- Task to complete:
Will you transcribe all the entries word for word, skipping the pictures they hold?
* * *
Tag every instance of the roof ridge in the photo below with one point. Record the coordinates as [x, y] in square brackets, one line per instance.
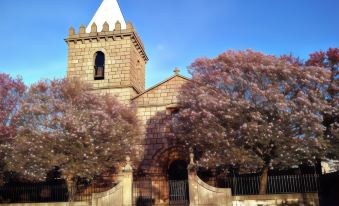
[160, 83]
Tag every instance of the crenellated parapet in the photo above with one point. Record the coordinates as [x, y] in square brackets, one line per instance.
[107, 33]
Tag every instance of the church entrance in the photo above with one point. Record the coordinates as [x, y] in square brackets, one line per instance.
[178, 183]
[165, 190]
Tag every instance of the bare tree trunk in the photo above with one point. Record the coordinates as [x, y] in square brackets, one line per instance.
[263, 180]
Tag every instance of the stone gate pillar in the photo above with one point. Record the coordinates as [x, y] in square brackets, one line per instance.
[127, 183]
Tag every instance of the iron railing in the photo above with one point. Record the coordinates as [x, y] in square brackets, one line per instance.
[281, 184]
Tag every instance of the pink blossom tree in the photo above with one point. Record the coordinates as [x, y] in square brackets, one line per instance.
[11, 93]
[63, 124]
[329, 60]
[253, 111]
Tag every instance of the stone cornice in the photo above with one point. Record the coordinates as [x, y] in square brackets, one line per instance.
[124, 33]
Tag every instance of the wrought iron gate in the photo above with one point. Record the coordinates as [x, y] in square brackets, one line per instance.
[155, 192]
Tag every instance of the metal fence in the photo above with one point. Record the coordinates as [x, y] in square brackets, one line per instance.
[250, 185]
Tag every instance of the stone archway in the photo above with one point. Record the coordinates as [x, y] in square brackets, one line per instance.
[177, 170]
[178, 183]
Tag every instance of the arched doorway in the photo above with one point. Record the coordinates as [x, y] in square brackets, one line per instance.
[178, 183]
[178, 170]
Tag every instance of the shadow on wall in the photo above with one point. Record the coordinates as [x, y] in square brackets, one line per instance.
[159, 150]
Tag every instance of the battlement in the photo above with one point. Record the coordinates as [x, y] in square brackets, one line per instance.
[116, 34]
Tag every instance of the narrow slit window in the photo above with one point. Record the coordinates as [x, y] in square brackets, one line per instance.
[99, 66]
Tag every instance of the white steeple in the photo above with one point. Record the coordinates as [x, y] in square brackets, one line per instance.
[109, 11]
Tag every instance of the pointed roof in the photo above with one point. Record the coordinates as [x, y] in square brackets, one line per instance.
[109, 11]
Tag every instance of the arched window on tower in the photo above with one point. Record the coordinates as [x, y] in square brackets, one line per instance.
[99, 66]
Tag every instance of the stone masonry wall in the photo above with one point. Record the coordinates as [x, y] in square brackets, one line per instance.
[125, 60]
[154, 109]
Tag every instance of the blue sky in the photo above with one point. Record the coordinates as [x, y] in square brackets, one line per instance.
[175, 32]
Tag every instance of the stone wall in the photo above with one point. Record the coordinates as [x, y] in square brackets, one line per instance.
[154, 110]
[204, 194]
[125, 59]
[50, 204]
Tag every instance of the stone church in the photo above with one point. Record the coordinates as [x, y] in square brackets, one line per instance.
[110, 56]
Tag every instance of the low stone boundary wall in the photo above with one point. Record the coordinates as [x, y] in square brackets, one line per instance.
[120, 195]
[307, 199]
[50, 204]
[203, 194]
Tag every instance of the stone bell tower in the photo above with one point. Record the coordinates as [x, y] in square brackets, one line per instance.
[108, 54]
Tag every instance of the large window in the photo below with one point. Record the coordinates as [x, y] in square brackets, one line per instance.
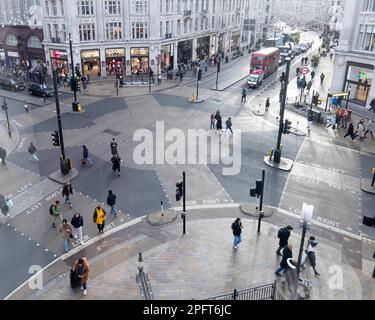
[85, 7]
[34, 42]
[113, 7]
[140, 6]
[366, 39]
[87, 31]
[113, 30]
[139, 30]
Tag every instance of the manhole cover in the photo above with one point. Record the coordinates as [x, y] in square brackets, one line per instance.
[112, 132]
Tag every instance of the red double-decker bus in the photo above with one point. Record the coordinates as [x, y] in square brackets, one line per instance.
[266, 59]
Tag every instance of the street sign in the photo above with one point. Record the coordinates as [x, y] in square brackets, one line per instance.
[305, 70]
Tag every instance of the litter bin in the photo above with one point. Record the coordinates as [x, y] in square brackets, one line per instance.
[65, 167]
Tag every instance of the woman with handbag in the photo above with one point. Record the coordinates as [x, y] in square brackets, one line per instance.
[66, 233]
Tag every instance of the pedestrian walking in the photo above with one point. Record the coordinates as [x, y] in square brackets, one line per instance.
[66, 192]
[287, 254]
[4, 207]
[312, 75]
[99, 218]
[56, 212]
[3, 155]
[350, 131]
[111, 201]
[116, 164]
[66, 232]
[212, 122]
[113, 146]
[77, 223]
[267, 104]
[26, 106]
[244, 94]
[283, 234]
[81, 270]
[32, 152]
[228, 124]
[310, 253]
[237, 230]
[370, 128]
[322, 76]
[85, 156]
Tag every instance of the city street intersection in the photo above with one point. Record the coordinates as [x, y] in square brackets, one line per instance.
[327, 173]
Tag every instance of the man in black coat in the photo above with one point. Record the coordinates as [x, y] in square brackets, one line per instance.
[283, 235]
[287, 254]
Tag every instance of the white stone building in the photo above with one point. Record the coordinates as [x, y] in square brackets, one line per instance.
[355, 54]
[136, 34]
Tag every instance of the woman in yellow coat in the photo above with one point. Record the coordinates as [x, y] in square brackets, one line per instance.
[81, 269]
[99, 218]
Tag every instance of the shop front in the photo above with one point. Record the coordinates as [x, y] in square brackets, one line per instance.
[115, 61]
[185, 51]
[235, 41]
[203, 47]
[59, 61]
[91, 63]
[358, 81]
[140, 60]
[167, 54]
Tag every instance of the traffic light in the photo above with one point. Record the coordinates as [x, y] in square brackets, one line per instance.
[199, 74]
[258, 189]
[287, 126]
[179, 191]
[55, 139]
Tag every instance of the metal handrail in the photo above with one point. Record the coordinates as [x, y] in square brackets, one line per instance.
[264, 292]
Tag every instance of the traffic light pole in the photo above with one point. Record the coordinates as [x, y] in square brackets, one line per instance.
[54, 72]
[284, 90]
[71, 57]
[5, 108]
[261, 201]
[183, 203]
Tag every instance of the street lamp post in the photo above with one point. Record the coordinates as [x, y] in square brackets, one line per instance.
[5, 108]
[283, 93]
[306, 217]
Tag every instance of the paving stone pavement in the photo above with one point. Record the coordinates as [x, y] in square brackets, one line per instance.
[203, 264]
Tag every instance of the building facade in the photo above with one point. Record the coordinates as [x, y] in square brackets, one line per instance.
[131, 35]
[355, 54]
[21, 33]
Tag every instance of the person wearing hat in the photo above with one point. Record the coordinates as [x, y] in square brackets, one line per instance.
[283, 234]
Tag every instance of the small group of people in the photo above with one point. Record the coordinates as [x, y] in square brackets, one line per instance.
[217, 124]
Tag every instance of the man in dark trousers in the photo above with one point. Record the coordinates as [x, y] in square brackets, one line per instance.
[244, 94]
[283, 234]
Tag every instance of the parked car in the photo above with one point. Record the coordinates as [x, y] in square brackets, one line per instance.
[12, 84]
[37, 89]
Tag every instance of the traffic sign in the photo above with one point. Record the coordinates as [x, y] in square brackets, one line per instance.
[305, 70]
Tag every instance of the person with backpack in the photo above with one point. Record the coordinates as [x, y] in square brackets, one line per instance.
[310, 253]
[287, 254]
[77, 223]
[66, 232]
[81, 270]
[32, 152]
[56, 212]
[113, 146]
[116, 164]
[66, 192]
[85, 156]
[228, 123]
[237, 230]
[111, 201]
[283, 234]
[99, 218]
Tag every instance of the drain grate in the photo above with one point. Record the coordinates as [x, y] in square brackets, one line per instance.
* * *
- Solution for this problem:
Tag every instance of the roof ridge in the photo below with one point. Record the coordinates as [x, y] in square brackets, one line per instance.
[160, 83]
Tag every instance of the crenellated parapet in the photo above with one point. Record the coordinates as [x, y] in square brackets, one line per instance.
[107, 33]
Tag every instance of the church entrance in the photo above with one point. Record the coordinates as [x, y] in square brackets, one line per instance.
[178, 183]
[165, 190]
Tag every instance of the bare tree trunk in the photo above with one point. Record the coordinates as [x, y] in square brackets, one line per instance.
[263, 180]
Tag every instance of the stone gate pillar in the photo above with one point. Record the coordinates as [x, y] in square brackets, one line per instance.
[127, 183]
Tag every instance of the iron railing in the photo above with one point. Record the coordinates as [x, y] in square brackets, one line per instance.
[281, 184]
Tag every instance of the pink blossom tree in the photo above with one point. Record the coordinates as [x, y] in square brackets, one line per instance.
[11, 93]
[63, 124]
[329, 60]
[253, 111]
Tag every instance of the stone cornice in the photo above with one point. Record the coordinates as [x, y] in square brackets, one line per instance.
[124, 33]
Tag every instance of the wrought iron gate in the photo above with one point. Record the coordinates as [x, y] in square brackets, one line per instance.
[155, 192]
Tag every instance of the metal fence in the photo above with one point. Record the coordinates as [x, y] in square brackets, one line per instance.
[250, 185]
Tag every instance of the stone archway in the photo above with one point. Record the coordinates as [x, y] in square brackets, one line per instance.
[177, 170]
[178, 183]
Tag every instance of the arched doorway in the photo above with one point. Record the coordinates as [x, y] in square brackets, one line per instance.
[178, 183]
[178, 170]
Tag every instance of the shadow on wall in the photo above with one point. Record the coordinates as [x, y] in square brackets, one line per instance.
[159, 150]
Tag every instance of the battlement in the photo above with one point. Record the coordinates as [x, y] in square brackets, one line per instance.
[116, 34]
Tag every instance of the narrow slit window in the photo above with one point. Record the coordinates as [x, y] in square brackets, one line per instance.
[99, 66]
Tag every instance of the white steeple in the photo above with one point. Record the coordinates as [x, y] in square brackets, one line per instance.
[109, 11]
Tag every instance of the pointed roof in the photo above with one point. Record the coordinates as [x, y] in square brackets, one line per instance.
[109, 11]
Tag every instance of the arched window on tower in the photo above with one point. Record the coordinates as [x, y] in square brackets, one line per instance.
[99, 66]
Tag every instance of the stone masonry wall in the photo above with one point. Record the coordinates as [x, y] in square brackets, one line per instance.
[125, 60]
[154, 109]
Tag every instance of the blue sky in the photo above with one point. Record the coordinates as [x, y] in square brackets, one line per instance.
[175, 32]
Tag every instance of the stone wall in the photo above with one point. Record the coordinates as [x, y] in square brackets, one line per instance.
[154, 110]
[204, 194]
[125, 59]
[50, 204]
Tag every instance of the stone church in the photo above with one point. Record the coordinates as [x, y] in square brackets, one line per instance.
[110, 56]
Tag every instance of the low stone boundary wall in the photo above with one point. Record the coordinates as [x, y] in square brackets, one line per instance.
[120, 195]
[307, 199]
[50, 204]
[203, 194]
Tag every instance of the stone bell tower in the photo above with one point. Record the coordinates as [x, y] in square brackets, one line per instance.
[108, 54]
Tag every instance of the large window in the photo below with one point. Record the coordinates as [x, y] in square brackets, one line per instance.
[85, 7]
[34, 42]
[113, 7]
[140, 6]
[366, 39]
[87, 31]
[113, 30]
[139, 30]
Tag every instance of the manhole cover in the photo above with one point. Record the coordinates as [x, y] in square brackets, one line per instance.
[112, 132]
Tag every instance of the red double-decker bus in the photo above with one point. Record the coordinates as [x, y] in square brackets, one line per instance.
[266, 59]
Tag every instance of the street sign in the photo above with one point. Record the coordinates as [x, y] in square brackets, one line per instance.
[305, 70]
Tag every instance of the litter bin in the photo above with one point. Record the coordinates as [x, y] in square brackets, one line per instance.
[65, 167]
Tag every instance of the woman with handbag in the photo above with one point. Record the coordinates as [x, y] in square brackets, one line per instance.
[66, 233]
Tag every instance of the pedestrian walking in the photo above with one point. Record the coordinates as [x, y] in square brackets, one line per instance.
[66, 192]
[287, 254]
[4, 207]
[312, 75]
[99, 218]
[56, 212]
[3, 155]
[350, 131]
[111, 201]
[116, 164]
[66, 232]
[212, 122]
[113, 146]
[77, 223]
[267, 104]
[26, 106]
[244, 94]
[283, 234]
[81, 270]
[32, 152]
[228, 124]
[310, 253]
[237, 230]
[370, 128]
[322, 76]
[85, 156]
Tag every instance of the city street intersection in the photo above with one point. Record the coordinates as [x, y] in square brackets, one line per instance.
[327, 173]
Tag every instance of the man in black coat in the photo above with one point. Record the coordinates as [x, y] in square brackets, one line per instance.
[283, 235]
[287, 254]
Tag every instance of the white stone building in the photo above with one point. Record the coordinates as [x, y] in square brackets, one line per instance.
[355, 54]
[136, 34]
Tag every instance of the woman in yellow coat in the photo above with one point. Record the coordinates as [x, y] in square brackets, one line per instance.
[81, 269]
[99, 218]
Tag every instance of the shop front in the photo above with one point. Record the coordinates as [x, y] in square brackets, one line per instance.
[115, 61]
[185, 51]
[235, 41]
[203, 47]
[59, 61]
[91, 63]
[358, 81]
[140, 60]
[167, 54]
Tag every instance of the traffic light in the photo above with one point. Record the coordinates as [x, y] in square brackets, one line per instance.
[199, 74]
[258, 189]
[287, 126]
[179, 191]
[55, 139]
Tag every instance of the metal handrail in the photo above with one point. Record the coordinates as [x, y] in square brackets, one line per instance.
[264, 292]
Tag every instance of the traffic light pole in the photo above with one point. Record the coordinates as [x, y] in square brackets, one line per instance.
[54, 72]
[284, 90]
[71, 57]
[5, 108]
[261, 201]
[183, 203]
Tag every instance of the street lamp post in the photo above with one point. Record the coordinates as [x, y] in square brackets, one line per instance.
[5, 108]
[283, 93]
[306, 217]
Tag every instance of the paving stone pavement in the photo above with one point. Record the coordinates as [x, y] in square brackets, one line per instance.
[203, 264]
Tag every instance of the building facade in the photo above with one point. Record the coordinates as [x, y] in square brackets, one line per instance.
[131, 35]
[355, 54]
[21, 33]
Tag every instance of the person wearing hat in the photo above with one point. Record the coordinates as [x, y] in square brackets, one line per instance.
[283, 234]
Tag every instance of the small group of people in the photo above with one point. Record the coordinates as [x, y] in square brackets, one line per instance.
[217, 124]
Tag every instance of the man in dark trousers in the photo above with one point. Record the coordinates as [x, y] in square brackets, one line per instance.
[244, 94]
[283, 234]
Tag every instance of the parked car in the photo above with one point. Record the coordinates as [x, y] in square brackets, one line per instance.
[12, 84]
[37, 89]
Tag every instance of the traffic sign in the photo above with one point. Record the coordinates as [x, y] in square brackets, one line per instance.
[305, 70]
Tag every instance of the person with backpack in the photo above with one point. Record the coordinates as [x, y] in square brackets, one line per instance.
[310, 253]
[287, 254]
[77, 223]
[66, 232]
[81, 270]
[32, 152]
[56, 212]
[113, 146]
[116, 164]
[66, 192]
[85, 156]
[228, 123]
[237, 230]
[111, 201]
[283, 234]
[99, 218]
Tag every instance of the drain grate in the photo above with one point. Record the coordinates as [x, y] in square brackets, one line per instance.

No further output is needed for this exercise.